==== Document section

Coronavirus Australia to ban use of saliva sweat to shine cricket balls AIS issues guidelines

There are Level A, B and C standards to be met by Australian athletes. Under Level C, bowlers during training cannot use saliva or sweat to shine the cricket balls.

“Level A, B, C activities described below are developed in conjunction with sport-specific experts as a minimum baseline of standards required to be met by high performance/professional sport before the resumption of training and competition,” AIS said.

Under recommended Level A, B, C activities for community and individual sport, for cricket, Level A states, “Running/aerobic training (solo), resistance training (solo), skills training (solo).”

In Level B, it says, “Nets — batters facing bowlers. Limit bowlers per net. Fielding sessions — unrestricted. No warm up drills involving unnecessary person-person contact. No shining cricket ball with sweat/saliva during training.”

In Level C, it reads, “Full training and competition. No ball shining with sweat/saliva.” Level C is hosting of “full sporting activity”.

========
==== Supplied data

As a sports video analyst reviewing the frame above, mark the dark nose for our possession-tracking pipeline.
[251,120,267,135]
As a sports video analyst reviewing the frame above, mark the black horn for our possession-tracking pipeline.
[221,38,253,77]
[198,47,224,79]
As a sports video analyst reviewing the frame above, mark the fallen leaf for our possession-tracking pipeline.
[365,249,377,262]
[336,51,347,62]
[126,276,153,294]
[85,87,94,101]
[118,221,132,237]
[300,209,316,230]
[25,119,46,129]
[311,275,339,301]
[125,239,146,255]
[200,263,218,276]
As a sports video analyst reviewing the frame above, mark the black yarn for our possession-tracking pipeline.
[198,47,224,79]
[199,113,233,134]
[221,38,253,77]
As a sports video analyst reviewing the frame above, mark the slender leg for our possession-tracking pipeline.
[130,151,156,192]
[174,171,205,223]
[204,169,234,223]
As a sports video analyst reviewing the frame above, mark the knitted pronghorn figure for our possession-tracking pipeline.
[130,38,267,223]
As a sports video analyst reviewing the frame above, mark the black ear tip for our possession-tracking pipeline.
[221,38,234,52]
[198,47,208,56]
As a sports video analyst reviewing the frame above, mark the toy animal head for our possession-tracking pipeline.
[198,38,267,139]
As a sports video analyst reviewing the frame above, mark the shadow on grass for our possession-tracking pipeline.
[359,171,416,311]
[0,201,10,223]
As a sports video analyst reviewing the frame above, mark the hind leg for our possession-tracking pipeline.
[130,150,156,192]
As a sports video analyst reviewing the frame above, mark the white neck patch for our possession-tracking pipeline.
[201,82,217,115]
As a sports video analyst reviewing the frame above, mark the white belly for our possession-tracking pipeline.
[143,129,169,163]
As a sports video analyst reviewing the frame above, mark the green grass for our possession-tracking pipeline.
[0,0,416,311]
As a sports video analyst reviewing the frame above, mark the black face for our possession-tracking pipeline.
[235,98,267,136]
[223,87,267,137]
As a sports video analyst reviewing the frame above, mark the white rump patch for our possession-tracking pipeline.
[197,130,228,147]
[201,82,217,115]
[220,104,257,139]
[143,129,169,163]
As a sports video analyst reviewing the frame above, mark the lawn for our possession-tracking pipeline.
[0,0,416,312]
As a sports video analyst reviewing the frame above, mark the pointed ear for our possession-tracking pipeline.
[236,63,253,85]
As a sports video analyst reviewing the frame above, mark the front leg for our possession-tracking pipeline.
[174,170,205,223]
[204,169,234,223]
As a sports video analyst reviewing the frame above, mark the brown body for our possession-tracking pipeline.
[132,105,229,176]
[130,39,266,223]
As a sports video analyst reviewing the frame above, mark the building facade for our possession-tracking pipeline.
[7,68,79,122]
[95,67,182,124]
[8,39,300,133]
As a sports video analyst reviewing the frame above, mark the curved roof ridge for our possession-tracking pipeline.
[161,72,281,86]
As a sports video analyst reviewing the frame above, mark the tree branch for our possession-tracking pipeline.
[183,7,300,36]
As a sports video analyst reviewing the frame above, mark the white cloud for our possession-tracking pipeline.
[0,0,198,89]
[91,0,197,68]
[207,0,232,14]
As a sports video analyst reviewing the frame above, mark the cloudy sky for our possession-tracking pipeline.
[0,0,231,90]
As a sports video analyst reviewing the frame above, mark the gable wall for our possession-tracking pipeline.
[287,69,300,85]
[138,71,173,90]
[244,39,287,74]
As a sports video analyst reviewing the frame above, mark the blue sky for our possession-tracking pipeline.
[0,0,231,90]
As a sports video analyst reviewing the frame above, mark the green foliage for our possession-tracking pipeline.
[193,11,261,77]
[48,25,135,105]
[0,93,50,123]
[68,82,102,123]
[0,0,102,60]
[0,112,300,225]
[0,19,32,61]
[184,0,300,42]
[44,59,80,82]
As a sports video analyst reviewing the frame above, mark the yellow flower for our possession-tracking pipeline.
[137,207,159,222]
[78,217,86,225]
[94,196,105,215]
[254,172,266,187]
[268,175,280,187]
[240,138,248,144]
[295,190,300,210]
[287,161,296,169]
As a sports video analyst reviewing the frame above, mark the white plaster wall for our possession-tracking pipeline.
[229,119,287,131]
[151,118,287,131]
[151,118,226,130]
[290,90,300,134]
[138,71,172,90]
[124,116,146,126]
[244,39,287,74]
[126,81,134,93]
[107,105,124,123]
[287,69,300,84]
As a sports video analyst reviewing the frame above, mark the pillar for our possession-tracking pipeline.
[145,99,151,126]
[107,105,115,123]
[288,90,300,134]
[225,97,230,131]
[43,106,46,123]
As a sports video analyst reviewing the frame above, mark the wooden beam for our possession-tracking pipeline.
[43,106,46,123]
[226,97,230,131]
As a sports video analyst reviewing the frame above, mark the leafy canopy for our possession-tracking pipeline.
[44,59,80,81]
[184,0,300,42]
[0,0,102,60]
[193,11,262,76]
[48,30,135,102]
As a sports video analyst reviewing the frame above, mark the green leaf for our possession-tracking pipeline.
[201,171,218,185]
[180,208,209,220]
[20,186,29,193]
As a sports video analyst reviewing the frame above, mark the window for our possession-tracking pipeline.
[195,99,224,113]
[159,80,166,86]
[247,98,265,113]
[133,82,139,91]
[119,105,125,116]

========

Description of the task> Write what comes next in the article on the cricket ball-shining ban, starting after its last sentence. The material is separate from the article on the cricket ball-shining ban.

Exercise output>
Level C means, “Full sporting activity that can be conducted in groups of any size including full contact permitted. For larger team sports, consider maintaining some small group separation at training. For some athletes full training will be restricted by commercial operation of facilities.”

In its conclusion remarks, AIS said, “The AIS Framework will be updated to reflect the evolving evidence regarding COVID-19. While navigating the return to sport, organisations must ensure that the health and wellbeing of athletes and other personnel informs decision making. The overriding priority for sport, however, must ensure that any return to activity does not endanger public health.”

All cricket matches have been suspended around the world. It is not sure when the sport will resume as the world continues to battle the virus.